## To be done
Everything from the line that holds "TARGET = tree bark" through the end of the data below should be output exactly, both ends included.

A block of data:
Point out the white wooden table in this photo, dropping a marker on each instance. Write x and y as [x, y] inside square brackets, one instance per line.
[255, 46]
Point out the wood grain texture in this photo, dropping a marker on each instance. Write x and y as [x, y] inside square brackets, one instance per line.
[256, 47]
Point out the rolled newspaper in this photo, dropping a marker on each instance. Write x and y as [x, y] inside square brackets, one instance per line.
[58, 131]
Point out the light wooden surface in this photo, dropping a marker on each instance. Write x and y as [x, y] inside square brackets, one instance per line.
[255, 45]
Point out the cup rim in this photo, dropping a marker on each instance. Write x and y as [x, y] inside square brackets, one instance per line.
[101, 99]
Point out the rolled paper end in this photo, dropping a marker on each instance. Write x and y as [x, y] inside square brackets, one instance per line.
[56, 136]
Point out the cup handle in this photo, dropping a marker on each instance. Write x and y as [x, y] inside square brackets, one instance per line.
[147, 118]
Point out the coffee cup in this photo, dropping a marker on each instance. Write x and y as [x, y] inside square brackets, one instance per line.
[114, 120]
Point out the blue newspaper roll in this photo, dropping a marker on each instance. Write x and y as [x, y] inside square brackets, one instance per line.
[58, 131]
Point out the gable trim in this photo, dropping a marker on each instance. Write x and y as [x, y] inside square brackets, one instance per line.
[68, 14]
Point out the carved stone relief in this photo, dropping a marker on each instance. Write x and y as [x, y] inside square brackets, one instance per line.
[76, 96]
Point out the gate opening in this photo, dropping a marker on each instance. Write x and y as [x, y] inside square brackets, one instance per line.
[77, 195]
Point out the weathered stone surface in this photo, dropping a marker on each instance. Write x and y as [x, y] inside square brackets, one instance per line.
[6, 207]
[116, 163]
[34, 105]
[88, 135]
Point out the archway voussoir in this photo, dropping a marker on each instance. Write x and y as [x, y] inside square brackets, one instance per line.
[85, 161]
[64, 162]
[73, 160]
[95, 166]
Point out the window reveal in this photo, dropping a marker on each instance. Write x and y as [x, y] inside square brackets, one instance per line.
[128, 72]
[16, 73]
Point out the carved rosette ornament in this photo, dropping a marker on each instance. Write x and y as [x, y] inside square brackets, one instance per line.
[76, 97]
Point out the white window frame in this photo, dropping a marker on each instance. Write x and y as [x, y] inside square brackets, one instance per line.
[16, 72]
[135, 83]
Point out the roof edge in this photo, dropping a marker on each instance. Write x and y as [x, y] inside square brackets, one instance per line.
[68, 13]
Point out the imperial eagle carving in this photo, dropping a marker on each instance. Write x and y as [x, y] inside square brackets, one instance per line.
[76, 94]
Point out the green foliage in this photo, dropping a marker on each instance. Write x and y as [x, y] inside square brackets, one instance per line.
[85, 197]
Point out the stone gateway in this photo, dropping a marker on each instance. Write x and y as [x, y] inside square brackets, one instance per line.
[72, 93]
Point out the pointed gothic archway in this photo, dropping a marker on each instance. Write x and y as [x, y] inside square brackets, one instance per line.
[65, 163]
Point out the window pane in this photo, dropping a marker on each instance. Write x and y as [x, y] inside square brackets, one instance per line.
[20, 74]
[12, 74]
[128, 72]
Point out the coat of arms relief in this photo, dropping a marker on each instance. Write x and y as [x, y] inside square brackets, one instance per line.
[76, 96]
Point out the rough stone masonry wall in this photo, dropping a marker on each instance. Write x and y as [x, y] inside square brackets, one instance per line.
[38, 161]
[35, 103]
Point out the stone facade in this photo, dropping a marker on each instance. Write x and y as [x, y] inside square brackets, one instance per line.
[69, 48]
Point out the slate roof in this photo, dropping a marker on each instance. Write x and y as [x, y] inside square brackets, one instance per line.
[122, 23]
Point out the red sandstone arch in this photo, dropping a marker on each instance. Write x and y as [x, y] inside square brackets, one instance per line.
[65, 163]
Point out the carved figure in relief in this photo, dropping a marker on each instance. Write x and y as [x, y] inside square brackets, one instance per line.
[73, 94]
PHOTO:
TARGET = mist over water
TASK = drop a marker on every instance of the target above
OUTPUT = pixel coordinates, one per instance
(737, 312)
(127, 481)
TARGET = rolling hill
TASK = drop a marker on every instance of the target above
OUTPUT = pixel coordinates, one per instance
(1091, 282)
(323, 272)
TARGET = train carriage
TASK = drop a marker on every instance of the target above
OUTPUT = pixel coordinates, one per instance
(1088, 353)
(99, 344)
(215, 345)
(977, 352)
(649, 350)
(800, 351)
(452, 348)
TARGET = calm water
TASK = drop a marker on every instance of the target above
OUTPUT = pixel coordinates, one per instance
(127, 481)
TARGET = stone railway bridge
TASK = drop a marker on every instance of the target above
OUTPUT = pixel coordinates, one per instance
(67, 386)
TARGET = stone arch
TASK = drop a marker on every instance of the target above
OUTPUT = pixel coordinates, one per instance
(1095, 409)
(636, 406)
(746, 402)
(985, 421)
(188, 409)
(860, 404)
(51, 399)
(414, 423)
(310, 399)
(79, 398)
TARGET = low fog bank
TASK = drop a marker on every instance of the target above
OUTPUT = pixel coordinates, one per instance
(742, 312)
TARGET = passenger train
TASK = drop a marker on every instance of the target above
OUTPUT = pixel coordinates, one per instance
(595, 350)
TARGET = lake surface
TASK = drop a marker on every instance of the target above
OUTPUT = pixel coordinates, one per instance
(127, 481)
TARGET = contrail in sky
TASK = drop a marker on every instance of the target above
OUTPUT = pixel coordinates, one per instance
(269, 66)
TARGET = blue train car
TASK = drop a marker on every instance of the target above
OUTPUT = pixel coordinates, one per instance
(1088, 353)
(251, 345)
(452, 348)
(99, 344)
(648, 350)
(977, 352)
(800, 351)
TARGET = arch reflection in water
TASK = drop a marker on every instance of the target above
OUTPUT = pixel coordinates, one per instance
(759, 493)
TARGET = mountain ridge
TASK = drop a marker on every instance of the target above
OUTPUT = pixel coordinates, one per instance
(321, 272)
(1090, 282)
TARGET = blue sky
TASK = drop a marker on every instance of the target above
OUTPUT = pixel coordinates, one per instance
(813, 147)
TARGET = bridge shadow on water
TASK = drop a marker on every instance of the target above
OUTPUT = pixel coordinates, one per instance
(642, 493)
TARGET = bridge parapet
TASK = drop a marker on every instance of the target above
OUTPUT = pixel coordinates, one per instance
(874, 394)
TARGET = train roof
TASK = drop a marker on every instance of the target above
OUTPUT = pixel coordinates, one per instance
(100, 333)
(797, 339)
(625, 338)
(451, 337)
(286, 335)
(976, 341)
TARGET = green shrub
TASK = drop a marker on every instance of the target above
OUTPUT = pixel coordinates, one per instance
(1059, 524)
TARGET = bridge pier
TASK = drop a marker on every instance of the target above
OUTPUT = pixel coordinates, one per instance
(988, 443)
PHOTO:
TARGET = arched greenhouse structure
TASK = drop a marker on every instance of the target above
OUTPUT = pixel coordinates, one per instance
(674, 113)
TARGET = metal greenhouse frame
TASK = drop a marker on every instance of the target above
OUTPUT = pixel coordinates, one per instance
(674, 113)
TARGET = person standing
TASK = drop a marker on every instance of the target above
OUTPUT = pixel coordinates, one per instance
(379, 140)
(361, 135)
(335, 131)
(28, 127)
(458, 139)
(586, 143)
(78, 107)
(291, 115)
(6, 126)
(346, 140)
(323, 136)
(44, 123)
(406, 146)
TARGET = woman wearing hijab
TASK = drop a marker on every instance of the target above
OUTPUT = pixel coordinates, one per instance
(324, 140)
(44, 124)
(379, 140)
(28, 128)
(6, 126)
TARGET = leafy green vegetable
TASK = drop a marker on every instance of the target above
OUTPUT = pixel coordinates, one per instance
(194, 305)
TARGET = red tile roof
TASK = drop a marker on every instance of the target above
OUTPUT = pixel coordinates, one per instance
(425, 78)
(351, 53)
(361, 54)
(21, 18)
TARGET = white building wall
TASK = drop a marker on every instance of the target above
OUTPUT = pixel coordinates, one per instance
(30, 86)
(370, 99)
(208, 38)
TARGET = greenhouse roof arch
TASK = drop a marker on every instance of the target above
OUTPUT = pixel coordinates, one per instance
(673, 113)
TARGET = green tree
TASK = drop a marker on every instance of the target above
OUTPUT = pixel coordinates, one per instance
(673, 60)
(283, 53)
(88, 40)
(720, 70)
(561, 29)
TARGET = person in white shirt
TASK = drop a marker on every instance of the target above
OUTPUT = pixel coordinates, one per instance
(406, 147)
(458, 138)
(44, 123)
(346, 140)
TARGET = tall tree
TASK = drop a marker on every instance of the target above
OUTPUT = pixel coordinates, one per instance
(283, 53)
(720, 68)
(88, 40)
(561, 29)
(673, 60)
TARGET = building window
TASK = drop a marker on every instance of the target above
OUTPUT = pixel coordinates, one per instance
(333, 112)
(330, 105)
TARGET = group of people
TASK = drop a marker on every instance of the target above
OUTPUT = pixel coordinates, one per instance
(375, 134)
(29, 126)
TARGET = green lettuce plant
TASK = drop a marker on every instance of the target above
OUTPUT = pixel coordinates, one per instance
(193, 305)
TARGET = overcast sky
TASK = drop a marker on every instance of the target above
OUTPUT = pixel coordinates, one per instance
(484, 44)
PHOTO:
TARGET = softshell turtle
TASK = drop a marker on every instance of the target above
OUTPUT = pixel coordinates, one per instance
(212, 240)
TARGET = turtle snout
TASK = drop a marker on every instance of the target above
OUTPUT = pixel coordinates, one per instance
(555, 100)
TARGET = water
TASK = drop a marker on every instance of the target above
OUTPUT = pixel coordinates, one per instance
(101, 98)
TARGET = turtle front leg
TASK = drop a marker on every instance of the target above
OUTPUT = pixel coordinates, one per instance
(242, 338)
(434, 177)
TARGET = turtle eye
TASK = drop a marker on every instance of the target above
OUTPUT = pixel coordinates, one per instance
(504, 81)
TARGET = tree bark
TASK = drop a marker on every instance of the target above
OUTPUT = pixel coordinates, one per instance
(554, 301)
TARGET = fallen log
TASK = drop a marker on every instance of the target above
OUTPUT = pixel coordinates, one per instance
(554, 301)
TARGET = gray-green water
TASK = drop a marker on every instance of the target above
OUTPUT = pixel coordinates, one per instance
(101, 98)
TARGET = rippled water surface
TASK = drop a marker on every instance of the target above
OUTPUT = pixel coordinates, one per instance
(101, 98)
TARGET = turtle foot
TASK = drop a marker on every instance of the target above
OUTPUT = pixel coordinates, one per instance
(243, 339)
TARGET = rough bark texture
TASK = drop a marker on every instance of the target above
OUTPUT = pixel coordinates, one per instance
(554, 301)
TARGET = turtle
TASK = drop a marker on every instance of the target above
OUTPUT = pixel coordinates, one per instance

## Correct output
TARGET = tree bark
TASK = drop a marker on every instance of the target above
OUTPUT = pixel coordinates, one per instance
(554, 301)
TARGET = fallen log
TASK = drop a marker on every instance of the target above
OUTPUT = pixel coordinates, one per instance
(554, 301)
TARGET = gray-green water
TASK = drop a marker on every instance of the target above
OUTPUT = pixel coordinates, one per instance
(101, 98)
TARGET = rippled water surface
TASK = drop a marker on every instance of the target above
OUTPUT = pixel coordinates, one per instance
(101, 98)
TARGET = turtle foot
TASK = drop a marker on every instance of the target above
OUTPUT = pixel coordinates, one per instance
(243, 339)
TARGET = rough bark texture
TASK = drop a marker on every instance of the target above
OUTPUT = pixel coordinates, one per instance
(554, 301)
TARGET = turtle
TASK = drop a marker on every instance of the target above
OUTPUT = pixel coordinates, one per instance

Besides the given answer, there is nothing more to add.